Suha’s entry to Jordan is not as casual a matter as ours is. She travels on as a UN staffer and has to have a good excuse to gain clearance from the responsible authorities in three sets of bureaucracy: Lebanese, Jordanian and UN. She tells us that one outlet Palestinian refugees like her had from the near total incarceration as a stateless people in Lebanon was to travel to Cyprus. Alas, that has recently ceased to be available with the Cyprus’ association with the European Union.
Suha had studied medicine in Baghdad on an Iraqi state scholarship. She admits to a sense of personal indebtedness to Saddam Hussein which she attempts to repay with prayers for Allah’s forgiveness of his many sins. She thinks of him more as a cruel and super-strict father than a political dictator; red was out because it betrayed allegiance to communism and so no red was acceptable in anything you put on, not even as a stripe on a pair of pajamas. That must have been why he was the darling of the Americans early in his career when the Cold War was at its zenith.
Born and raised in Lebanon, Suha also owns up to having had a degree of abstract romanticism when it came to imagining Palestine. Till, as a teenager, she took a trip that brought her to a mountain top close to the western end of the border with Israel. Suddenly she realized that Palestine was right there under her nose; Acre, the regional center city of which her parents and uncles spoke so often was right there at the distance just before Haifa at the horizon. Closer yet was the coastal plane, lands that once fed her mother’s family, the Rustoms of Dannoun, and her father’s family, the Khalils of El-Bassah. After that trip, she says, her infatuation with her nearby homeland grew even stronger and her sense of belonging to the soil her feet never walked redoubled.
Again and again Suha repeated her special appeal to the four of us, her relatives from Paradise Lost: “Ihna akalnaha!- We have suffered the worst possible loss! The only hope we still have is the connection through you. Khalliku mahalku-Stay put, please!”
Suha relates an incident during a UN function in a European capital. “A fellow UN worker from Slovenia sat next to me on the bus. She asked where I was from and I told her in detail. All of a sudden she started sobbing. During the whole period we were there her eyes would fill with tears every time she saw me. I never found out if she had suffered some family separation of her own or what was behind that. Perhaps she just was a sensitive human being.”
On our trip back our luggage was lighter. We had parted with a load of home-made Palestinian olive oil soap that cousin Amineh, Suha’s mother, had asked for from another cousin here in Arrabeh. And I had taken with me a 1.5 liter coke bottle refilled with Rubb, my own homemade carob molasses, as a special present. She promised to share it not only with her mother but also with her uncle Faisal, my own playmate from the Nakba days who has retired from a career of medical practice in Libya. Suha’s sister, married to an Iraqi engineer and living in Canada will miss out. And so will relatives in the Gulf and in Syria. "We have scattered across the face of the earth; globalization at its best!", Suha adds with bitter sarcasm.
As the taxicab drove down the barren hills of Jordan I was tired enough to fall asleep. I had a restless and nightmare-interrupted sleep the night before. I kept dreaming of being forced out of my home and becoming a refugee myself. I woke up in the midst of the Jordan Valley fields brimming with fresh vegetable produce. Were we in a ‘normal situation’ these farmers could sell their vegetables in Arrabeh’s bustling framers’ market every Tuesday and Saturday.

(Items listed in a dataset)
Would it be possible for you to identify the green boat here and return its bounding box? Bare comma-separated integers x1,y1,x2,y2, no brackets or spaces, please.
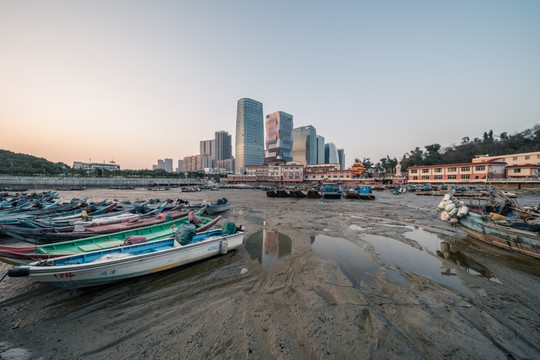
0,212,221,265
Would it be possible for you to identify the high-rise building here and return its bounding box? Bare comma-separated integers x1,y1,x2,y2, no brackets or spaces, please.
293,125,317,165
215,130,232,161
163,159,172,172
324,143,339,164
338,149,345,170
235,98,264,174
266,111,293,161
316,135,324,164
199,139,216,167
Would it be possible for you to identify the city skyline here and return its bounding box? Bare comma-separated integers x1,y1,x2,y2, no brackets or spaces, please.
0,0,540,169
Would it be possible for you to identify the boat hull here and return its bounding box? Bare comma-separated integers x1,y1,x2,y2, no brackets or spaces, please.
10,232,244,289
460,212,540,259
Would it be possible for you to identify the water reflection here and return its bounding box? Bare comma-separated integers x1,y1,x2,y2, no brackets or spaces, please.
311,235,379,287
244,230,293,271
437,242,501,284
362,235,473,296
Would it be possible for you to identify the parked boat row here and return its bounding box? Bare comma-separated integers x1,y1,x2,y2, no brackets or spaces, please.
266,183,375,200
438,188,540,259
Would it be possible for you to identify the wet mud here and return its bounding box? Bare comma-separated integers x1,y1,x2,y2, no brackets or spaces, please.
0,189,540,359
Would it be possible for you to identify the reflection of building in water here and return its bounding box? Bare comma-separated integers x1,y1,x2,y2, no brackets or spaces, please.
263,230,292,259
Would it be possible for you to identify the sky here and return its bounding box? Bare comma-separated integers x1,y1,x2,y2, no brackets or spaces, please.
0,0,540,169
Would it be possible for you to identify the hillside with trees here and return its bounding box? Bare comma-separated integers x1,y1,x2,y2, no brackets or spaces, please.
355,124,540,174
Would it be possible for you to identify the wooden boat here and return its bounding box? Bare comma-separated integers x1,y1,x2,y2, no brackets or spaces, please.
0,209,209,244
345,185,375,200
459,211,540,259
204,198,231,215
437,189,540,259
8,224,244,289
321,183,341,199
0,212,221,265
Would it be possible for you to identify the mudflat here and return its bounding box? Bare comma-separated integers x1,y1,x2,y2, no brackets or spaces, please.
0,189,540,359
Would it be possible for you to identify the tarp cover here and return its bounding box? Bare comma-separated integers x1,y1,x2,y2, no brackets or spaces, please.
174,224,197,245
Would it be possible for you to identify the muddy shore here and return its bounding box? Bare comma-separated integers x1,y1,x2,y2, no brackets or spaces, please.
0,189,540,359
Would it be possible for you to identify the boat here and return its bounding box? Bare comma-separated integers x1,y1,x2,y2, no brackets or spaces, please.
8,223,244,289
0,209,209,244
321,183,341,199
204,198,231,215
345,185,375,200
437,189,540,259
0,211,221,265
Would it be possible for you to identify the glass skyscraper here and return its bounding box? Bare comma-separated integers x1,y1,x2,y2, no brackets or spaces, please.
317,135,324,164
215,130,232,161
324,143,339,164
266,111,293,161
235,98,264,174
293,125,317,165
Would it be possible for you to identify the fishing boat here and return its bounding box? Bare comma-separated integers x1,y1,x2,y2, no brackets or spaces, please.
437,189,540,259
345,185,375,200
0,209,209,244
0,211,221,265
204,198,231,215
321,183,341,199
8,223,244,289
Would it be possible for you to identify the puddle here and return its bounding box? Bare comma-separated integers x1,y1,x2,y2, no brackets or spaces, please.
311,235,379,287
244,230,293,272
244,215,264,225
437,241,502,284
362,235,473,296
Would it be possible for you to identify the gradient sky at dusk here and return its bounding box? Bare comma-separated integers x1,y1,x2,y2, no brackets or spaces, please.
0,0,540,169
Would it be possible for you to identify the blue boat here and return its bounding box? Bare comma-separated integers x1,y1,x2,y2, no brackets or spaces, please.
321,183,341,199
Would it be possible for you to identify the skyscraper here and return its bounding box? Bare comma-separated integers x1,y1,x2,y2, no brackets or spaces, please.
215,130,232,161
338,149,345,170
317,135,324,164
293,125,317,165
324,143,339,164
266,111,293,161
235,98,264,174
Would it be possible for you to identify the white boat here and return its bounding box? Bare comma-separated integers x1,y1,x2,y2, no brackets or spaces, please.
8,224,244,289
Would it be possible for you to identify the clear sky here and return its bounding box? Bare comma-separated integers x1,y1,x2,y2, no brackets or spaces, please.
0,0,540,169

• **EXERCISE PROMPT**
Reproduce the passage about Suha word for word, everything from "Born and raised" down to "never walked redoubled.".

• **FINAL ANSWER**
Born and raised in Lebanon, Suha also owns up to having had a degree of abstract romanticism when it came to imagining Palestine. Till, as a teenager, she took a trip that brought her to a mountain top close to the western end of the border with Israel. Suddenly she realized that Palestine was right there under her nose; Acre, the regional center city of which her parents and uncles spoke so often was right there at the distance just before Haifa at the horizon. Closer yet was the coastal plane, lands that once fed her mother’s family, the Rustoms of Dannoun, and her father’s family, the Khalils of El-Bassah. After that trip, she says, her infatuation with her nearby homeland grew even stronger and her sense of belonging to the soil her feet never walked redoubled.